Begin Given entries
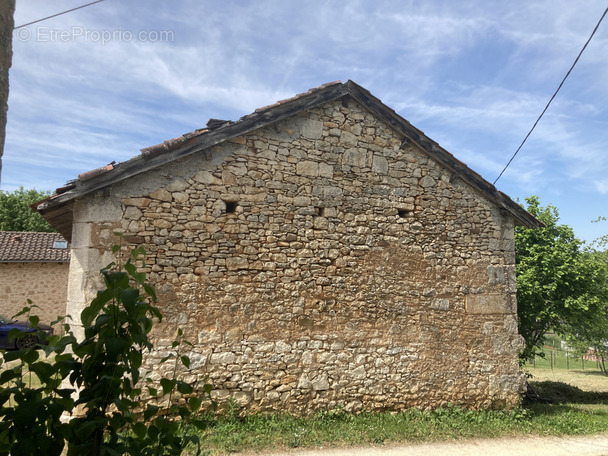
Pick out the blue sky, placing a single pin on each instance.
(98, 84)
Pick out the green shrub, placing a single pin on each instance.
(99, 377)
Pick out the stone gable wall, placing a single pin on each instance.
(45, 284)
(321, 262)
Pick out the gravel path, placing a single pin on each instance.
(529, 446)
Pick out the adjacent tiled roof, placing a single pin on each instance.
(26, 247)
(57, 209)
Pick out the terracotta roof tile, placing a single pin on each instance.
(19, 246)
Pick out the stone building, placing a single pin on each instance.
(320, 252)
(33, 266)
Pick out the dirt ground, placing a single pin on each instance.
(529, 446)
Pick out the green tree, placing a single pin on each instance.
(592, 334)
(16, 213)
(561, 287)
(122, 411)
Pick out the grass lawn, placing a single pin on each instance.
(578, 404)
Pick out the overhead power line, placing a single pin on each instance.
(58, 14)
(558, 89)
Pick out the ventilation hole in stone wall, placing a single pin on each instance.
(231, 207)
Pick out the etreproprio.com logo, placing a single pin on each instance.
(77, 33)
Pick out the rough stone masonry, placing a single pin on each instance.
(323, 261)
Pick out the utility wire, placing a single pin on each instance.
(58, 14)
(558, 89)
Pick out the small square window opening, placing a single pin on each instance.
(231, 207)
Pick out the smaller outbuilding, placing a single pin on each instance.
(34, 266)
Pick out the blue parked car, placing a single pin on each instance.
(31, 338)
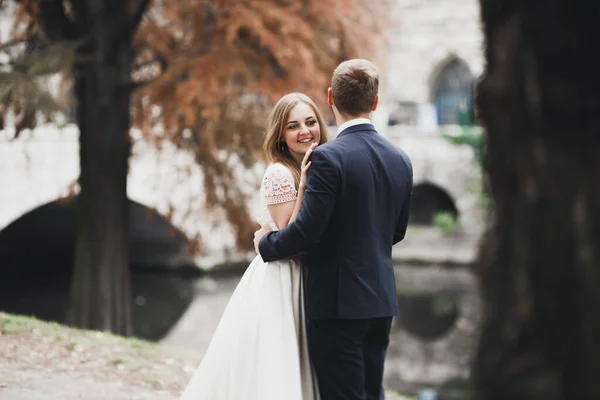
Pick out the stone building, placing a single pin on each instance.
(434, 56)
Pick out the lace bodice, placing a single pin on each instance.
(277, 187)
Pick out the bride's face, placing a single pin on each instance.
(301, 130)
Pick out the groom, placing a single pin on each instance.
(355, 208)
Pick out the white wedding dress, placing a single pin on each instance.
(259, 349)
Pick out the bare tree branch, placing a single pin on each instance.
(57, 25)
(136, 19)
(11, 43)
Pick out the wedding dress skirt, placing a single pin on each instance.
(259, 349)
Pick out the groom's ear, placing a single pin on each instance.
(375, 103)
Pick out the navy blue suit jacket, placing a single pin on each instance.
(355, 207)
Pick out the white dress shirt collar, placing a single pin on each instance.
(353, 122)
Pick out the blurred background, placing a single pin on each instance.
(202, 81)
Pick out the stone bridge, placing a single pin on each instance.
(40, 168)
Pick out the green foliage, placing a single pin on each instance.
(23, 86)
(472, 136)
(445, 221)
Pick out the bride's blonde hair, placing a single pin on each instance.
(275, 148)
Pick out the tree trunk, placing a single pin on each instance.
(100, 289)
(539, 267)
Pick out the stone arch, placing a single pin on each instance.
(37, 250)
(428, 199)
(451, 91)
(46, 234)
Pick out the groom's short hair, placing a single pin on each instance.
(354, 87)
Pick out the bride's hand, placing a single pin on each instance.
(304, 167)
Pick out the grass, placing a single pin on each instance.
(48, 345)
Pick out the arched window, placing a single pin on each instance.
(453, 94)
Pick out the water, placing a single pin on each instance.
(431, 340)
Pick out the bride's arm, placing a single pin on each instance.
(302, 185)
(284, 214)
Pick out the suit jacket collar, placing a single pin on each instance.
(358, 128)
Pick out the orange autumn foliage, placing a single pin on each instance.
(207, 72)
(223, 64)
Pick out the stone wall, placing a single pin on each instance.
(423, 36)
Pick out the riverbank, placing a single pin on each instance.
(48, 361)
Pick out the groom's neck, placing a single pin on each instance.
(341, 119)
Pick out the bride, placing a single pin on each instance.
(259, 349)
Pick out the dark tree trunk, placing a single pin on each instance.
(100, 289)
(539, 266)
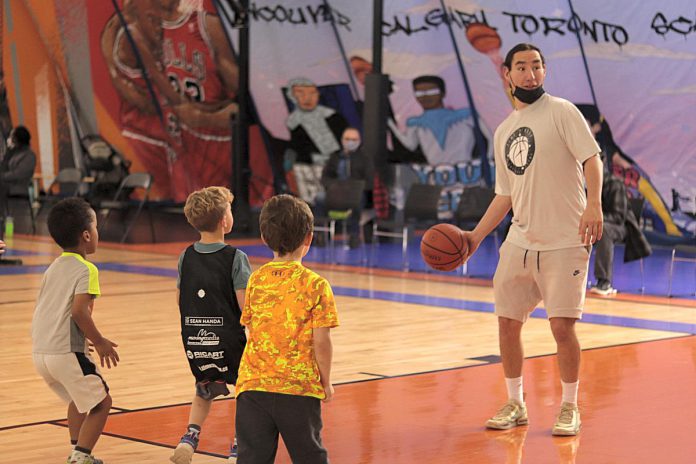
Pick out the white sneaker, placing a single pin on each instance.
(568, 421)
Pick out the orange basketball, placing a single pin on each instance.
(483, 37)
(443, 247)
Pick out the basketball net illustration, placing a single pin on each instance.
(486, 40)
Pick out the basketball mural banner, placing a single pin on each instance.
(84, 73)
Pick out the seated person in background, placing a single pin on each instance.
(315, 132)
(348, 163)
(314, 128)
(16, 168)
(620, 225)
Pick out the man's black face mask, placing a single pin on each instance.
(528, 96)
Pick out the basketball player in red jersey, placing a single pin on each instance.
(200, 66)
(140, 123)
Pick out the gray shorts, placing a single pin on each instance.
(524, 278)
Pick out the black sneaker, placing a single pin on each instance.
End Given entries
Begin Given entries
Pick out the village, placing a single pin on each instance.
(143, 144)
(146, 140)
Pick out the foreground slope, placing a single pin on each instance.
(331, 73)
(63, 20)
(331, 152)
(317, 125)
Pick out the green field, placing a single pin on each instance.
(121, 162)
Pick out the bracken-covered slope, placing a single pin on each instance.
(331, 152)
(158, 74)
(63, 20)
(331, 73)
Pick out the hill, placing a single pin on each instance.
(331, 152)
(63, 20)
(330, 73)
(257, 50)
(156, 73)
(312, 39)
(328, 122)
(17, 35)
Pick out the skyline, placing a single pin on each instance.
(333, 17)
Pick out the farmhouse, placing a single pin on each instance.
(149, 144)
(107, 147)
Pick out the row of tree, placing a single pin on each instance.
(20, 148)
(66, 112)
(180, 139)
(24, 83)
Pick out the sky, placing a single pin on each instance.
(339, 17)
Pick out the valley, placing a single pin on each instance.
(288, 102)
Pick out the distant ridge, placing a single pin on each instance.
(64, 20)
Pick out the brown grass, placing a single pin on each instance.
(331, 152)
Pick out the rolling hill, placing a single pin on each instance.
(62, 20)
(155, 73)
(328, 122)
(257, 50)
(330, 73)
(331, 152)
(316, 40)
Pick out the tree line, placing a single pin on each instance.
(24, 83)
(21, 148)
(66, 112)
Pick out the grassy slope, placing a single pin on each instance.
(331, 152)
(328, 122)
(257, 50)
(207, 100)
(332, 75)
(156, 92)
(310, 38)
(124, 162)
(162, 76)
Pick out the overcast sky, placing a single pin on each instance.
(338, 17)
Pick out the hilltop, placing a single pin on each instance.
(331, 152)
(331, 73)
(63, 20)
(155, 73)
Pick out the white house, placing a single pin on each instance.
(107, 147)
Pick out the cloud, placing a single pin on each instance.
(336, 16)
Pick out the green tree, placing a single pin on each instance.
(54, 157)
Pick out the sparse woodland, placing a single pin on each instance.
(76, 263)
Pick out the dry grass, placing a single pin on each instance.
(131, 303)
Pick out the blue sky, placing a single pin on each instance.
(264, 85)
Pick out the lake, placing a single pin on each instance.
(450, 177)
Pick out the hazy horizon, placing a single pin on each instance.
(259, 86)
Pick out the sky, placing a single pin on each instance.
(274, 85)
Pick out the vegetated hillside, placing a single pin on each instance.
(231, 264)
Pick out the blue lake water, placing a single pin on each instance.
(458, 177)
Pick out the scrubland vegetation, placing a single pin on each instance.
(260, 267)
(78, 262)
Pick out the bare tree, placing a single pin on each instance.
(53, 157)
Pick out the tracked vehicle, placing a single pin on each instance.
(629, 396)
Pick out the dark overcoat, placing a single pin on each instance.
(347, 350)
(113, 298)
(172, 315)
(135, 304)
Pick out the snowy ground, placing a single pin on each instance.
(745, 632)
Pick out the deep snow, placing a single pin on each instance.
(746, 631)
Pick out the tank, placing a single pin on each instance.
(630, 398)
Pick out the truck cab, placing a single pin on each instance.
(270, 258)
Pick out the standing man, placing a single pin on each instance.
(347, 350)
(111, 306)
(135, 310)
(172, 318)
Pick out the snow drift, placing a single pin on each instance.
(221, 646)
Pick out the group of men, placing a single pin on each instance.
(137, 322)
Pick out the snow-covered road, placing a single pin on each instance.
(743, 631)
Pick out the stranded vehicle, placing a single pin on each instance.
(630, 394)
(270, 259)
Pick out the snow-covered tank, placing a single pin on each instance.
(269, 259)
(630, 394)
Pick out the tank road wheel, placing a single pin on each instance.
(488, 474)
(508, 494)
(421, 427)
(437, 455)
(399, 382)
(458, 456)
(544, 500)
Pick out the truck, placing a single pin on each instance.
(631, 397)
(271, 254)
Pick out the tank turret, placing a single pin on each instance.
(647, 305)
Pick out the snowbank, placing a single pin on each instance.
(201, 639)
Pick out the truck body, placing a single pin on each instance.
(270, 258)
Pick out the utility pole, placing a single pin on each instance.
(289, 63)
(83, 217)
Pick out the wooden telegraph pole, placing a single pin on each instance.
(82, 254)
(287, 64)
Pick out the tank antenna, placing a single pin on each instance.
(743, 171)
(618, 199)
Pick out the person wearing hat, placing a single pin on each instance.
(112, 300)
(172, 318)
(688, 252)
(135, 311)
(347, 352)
End Given entries
• **Stated exercise**
Starting at the line that contains "Pick out the seated" and ending after the line that contains "Pick out the black", reproduce only those lines of the data, substituting "shoe" for "sneaker" and leaving everything else unchanged.

• **Task response**
Pick out the seated person in background, placing a single pin on each instance.
(315, 132)
(348, 163)
(314, 128)
(16, 168)
(620, 225)
Pick out the man's black face mask, placing a single pin on each instance.
(528, 96)
Pick out the basketball player in red jersey, placing a single pin on each instance.
(200, 66)
(140, 123)
Pick out the gray shorts, placing a single pin on each instance.
(524, 278)
Pick out the black shoe, placing a single pin on each instance.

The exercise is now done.